**Exercise inputs:**
>> Begin

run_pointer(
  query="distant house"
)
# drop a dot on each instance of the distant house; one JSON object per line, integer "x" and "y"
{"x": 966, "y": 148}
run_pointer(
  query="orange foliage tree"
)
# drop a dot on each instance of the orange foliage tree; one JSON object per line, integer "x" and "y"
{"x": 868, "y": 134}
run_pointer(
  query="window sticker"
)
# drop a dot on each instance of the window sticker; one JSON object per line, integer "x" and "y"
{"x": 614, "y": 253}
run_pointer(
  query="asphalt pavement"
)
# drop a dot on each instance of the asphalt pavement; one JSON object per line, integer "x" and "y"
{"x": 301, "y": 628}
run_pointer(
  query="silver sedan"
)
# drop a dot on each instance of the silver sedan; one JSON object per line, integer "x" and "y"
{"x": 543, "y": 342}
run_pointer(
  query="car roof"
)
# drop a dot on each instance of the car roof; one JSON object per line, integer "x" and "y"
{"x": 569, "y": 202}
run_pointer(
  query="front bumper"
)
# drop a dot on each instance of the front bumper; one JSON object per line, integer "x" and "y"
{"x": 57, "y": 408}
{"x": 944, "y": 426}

>> End
>> Begin

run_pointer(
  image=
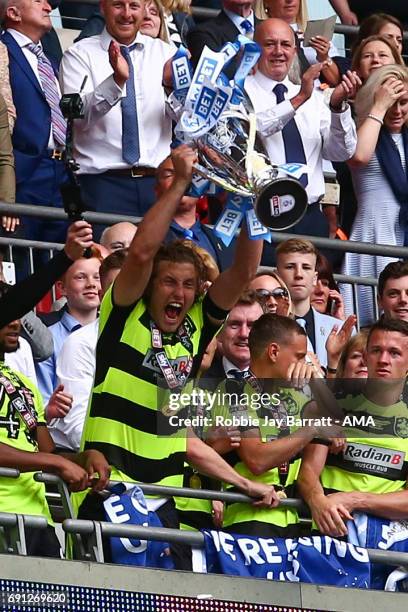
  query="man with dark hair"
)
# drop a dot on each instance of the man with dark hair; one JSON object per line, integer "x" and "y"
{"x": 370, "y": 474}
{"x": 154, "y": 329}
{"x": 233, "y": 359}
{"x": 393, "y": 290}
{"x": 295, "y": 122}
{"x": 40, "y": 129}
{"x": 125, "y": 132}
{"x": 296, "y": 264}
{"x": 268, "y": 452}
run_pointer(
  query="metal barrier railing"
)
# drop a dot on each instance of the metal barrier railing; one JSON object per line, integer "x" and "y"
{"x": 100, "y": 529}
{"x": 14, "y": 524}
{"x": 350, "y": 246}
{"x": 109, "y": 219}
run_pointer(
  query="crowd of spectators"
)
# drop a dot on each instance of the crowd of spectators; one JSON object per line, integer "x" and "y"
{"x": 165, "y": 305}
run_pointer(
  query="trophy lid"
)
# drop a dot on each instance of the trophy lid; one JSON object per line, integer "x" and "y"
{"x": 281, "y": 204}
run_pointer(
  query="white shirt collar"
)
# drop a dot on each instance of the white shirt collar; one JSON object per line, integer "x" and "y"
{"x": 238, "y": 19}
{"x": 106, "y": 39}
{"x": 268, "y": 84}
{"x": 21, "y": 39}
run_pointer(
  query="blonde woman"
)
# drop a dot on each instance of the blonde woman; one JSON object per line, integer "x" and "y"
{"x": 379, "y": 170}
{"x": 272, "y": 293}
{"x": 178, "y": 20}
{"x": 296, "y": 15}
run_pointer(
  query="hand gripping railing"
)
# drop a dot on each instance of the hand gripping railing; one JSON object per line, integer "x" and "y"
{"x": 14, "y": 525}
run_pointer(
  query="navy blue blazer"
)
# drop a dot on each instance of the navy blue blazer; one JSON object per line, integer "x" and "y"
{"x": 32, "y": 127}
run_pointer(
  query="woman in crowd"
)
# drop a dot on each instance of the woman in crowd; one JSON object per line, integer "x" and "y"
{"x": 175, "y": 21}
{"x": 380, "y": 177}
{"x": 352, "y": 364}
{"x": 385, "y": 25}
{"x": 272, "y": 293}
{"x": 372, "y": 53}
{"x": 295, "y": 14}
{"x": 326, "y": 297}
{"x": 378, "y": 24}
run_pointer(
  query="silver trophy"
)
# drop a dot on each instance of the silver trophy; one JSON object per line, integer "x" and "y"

>> End
>> Begin

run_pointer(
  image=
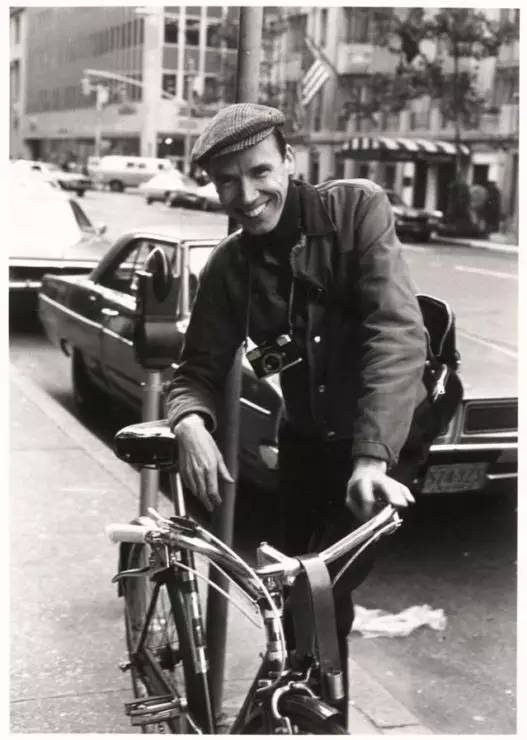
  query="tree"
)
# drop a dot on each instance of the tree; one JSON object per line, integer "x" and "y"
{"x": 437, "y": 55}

>> End

**Your task:** Pick out every line in the listing above that contains the string "metal". Case counts.

**Solution for this exercise:**
  query="metal barrier railing"
# drop a dot on each instance of the metal barrier railing; one JSON object per line, integer "x" and "y"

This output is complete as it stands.